## Page text
- Opening Delimiter -
The negative side is that much of the stigma we face today stems from medieval Christianity, which saw mental illness as a form of divine retribution. This represented a total reversal of ancient and humane Greek belief. Not surprisingly, Freud described religious beliefs as a mass delusion and the Catholic faith as the enemy. As recently as the 1990s, the DSM-III-R used religious behavior in 23 percent of its examples of psychopathology.

But the future lies in working together. Medical schools now incorporate spirituality and healing into their curricula, and university centers such as Duke's Center for the Study of Spirituality, Theology, and Health are forging new understandings. NAMI, through NAMI FaithNet, is making an outreach to the faith community.

The potential for good things happening is enormous.

Further reading from mcmanweb:

God Power

In 2001, Dr Koenig, along with fellow Duke scientist, David Larson MD, MSPH, and Michael McCullough PhD of Southern Methodist University, published "Handbook for Religion and Health" (Oxford University Press). In preparing the book for publication, the authors reviewed more than 100 studies on the relationship of religion to depression. Two-thirds of those studies found religious persons have less depression than those who are non-religious, and if they become depressed, they recover more quickly.
- Closing Delimiter -
## What you need to do
1. For the passage on religion and mental health, decide whether each statement agrees with it: (a) medieval Christianity regarded mental illness as divine retribution; (b) the "Handbook for Religion and Health" authors reviewed fewer than 50 studies on religion and depression; (c) the DSM-III-R used religious behavior in 23 percent of its examples of psychopathology. Answer yes or no for each and quote the deciding words.
2. Extend the passage on religion and mental health, picking up after its last sentence.

## Collected data
- Opening Delimiter -
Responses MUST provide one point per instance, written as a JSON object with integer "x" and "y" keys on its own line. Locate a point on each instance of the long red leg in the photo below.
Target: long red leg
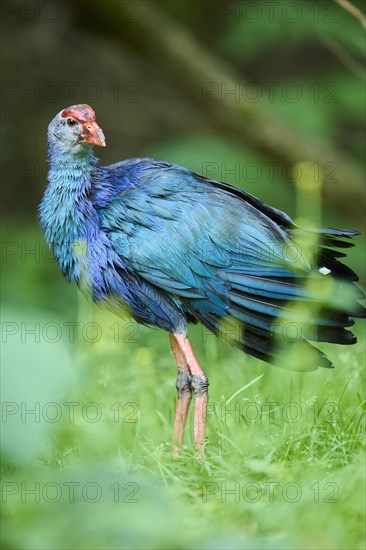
{"x": 199, "y": 385}
{"x": 184, "y": 390}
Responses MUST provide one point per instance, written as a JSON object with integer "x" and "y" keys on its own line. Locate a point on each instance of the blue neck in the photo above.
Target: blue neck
- Closing Delimiter -
## Outputs in order
1.
(a) Yes: "which saw mental illness as a form of divine retribution"
(b) No: "reviewed more than 100 studies on the relationship of religion to depression"
(c) Yes: "the DSM-III-R used religious behavior in 23 percent of its examples of psychopathology"

2.
A review of 12 studies by Dr Larson et al published in the Journal of Psychology and Theology in 1991 found a positive relationship between religious commitment and lower suicide rates. A study by Nisbet et al published in the Journal of Nervous and Mental Disorders in 2000 found that adults 50 years or older who never participated in religious activities were four times more likely than religious people in their age group to commit suicide, replicating the results of a 1972 study.

Skeptics cite the placebo effect as a probable cause of the benefits of spiritual belief, together with the fact that religious communities offer the kind of support networks that reduce stress and ease mental anguish. Additionally, those who attend religious services have better health habits, such as drinking and smoking less. Finally, religions encourage marriage, which is a reliable predictor of longer life.

But the true cause of the healing effect hardly matters. In an interview in the Winter 2002 issue of Health and Spirituality Connection, Dr Koenig explained that religion gives people hope and optimism and helps them better overcome a negative life experience. Some religious people may think God is punishing them or become overburdened with guilt, but religion can also relieve guilt and grant forgiveness.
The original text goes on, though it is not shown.